Exercise instructions
Display, in full, each line of the material below that contains the word "wall". Matching is case-sensitive.
** START Material **
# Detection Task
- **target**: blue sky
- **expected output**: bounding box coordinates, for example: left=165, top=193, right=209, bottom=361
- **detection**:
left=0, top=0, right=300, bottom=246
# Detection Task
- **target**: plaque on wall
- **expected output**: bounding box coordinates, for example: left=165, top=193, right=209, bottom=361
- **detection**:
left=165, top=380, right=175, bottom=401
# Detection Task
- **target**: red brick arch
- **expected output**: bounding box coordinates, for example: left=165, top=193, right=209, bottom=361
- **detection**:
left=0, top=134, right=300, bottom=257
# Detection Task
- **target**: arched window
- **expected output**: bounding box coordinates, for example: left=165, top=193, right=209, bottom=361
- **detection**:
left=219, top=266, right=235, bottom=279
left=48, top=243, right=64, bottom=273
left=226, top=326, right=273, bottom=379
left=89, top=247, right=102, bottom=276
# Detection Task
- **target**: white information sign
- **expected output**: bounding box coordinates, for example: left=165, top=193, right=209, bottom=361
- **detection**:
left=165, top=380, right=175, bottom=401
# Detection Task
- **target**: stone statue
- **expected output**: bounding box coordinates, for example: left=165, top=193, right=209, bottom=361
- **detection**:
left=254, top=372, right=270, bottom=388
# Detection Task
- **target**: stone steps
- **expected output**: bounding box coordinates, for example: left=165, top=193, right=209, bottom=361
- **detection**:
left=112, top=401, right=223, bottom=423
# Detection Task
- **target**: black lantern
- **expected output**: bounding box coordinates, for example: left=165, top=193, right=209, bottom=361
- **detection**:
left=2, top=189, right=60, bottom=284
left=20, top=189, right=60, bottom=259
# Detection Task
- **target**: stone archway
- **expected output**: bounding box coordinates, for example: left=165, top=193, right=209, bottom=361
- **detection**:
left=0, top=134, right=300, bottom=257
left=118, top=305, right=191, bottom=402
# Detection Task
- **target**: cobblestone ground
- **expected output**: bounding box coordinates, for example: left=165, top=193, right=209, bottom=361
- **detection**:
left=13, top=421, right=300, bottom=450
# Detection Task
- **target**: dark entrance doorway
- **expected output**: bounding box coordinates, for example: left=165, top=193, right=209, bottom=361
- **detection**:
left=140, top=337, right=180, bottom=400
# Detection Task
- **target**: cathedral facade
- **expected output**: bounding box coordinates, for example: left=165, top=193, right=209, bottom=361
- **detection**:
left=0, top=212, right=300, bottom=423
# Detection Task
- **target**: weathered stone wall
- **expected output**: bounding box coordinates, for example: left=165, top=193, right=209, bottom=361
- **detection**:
** END Material **
Response to the exercise
- **target**: plaque on wall
- **target**: weathered stone wall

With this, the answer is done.